Content starts

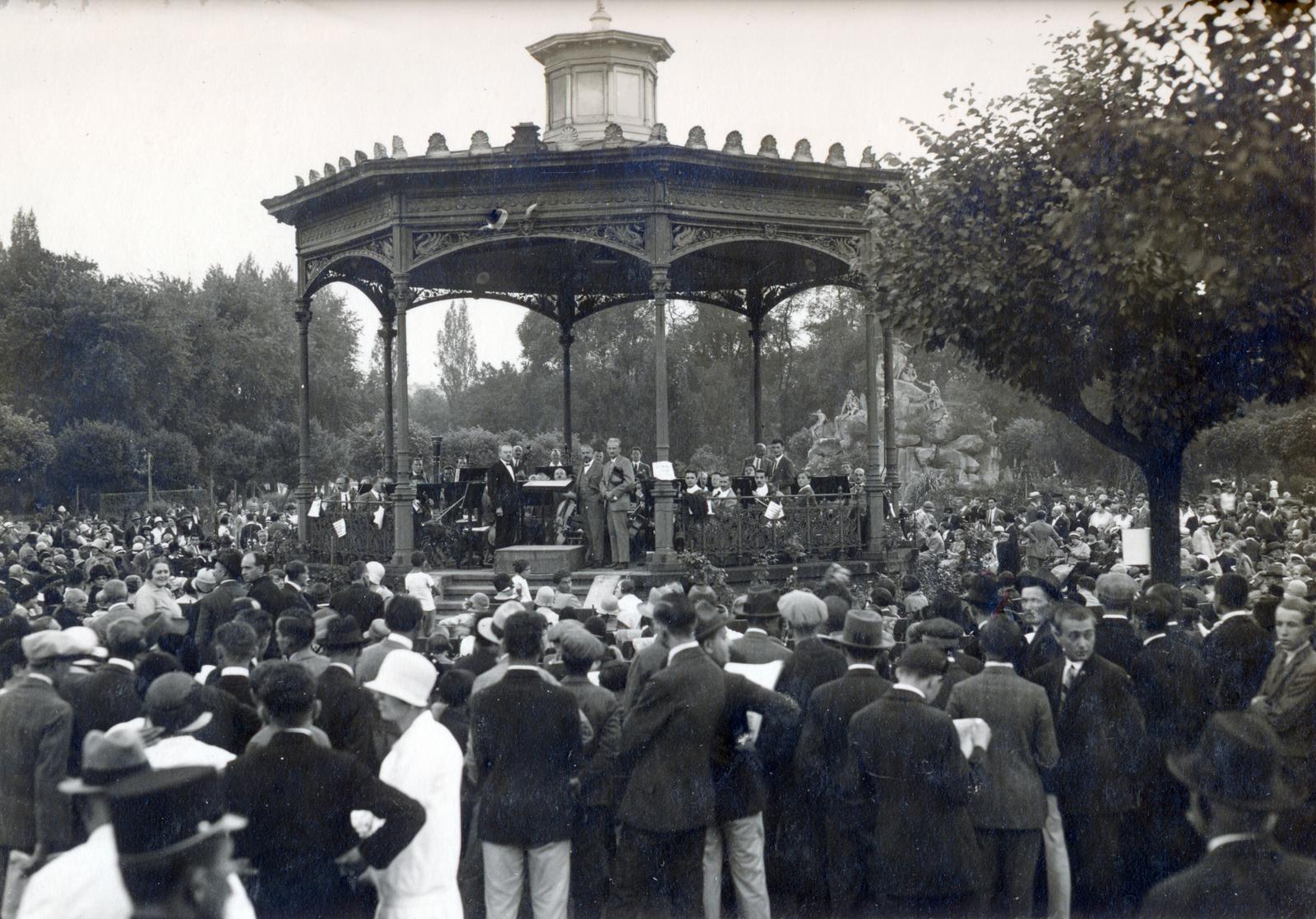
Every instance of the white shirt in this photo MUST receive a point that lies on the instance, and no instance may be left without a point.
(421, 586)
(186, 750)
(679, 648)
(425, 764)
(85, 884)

Content ends

• **DIRECTIONS FOR THIS TASK**: Repeat the material above in full and unchanged, minus its images.

• **ANSWER TO THE EXERCISE**:
Every instance of the white shirt in this photo MUST receive a point that lies on the instance, and no instance may be left without a point.
(421, 586)
(186, 750)
(679, 648)
(425, 764)
(85, 884)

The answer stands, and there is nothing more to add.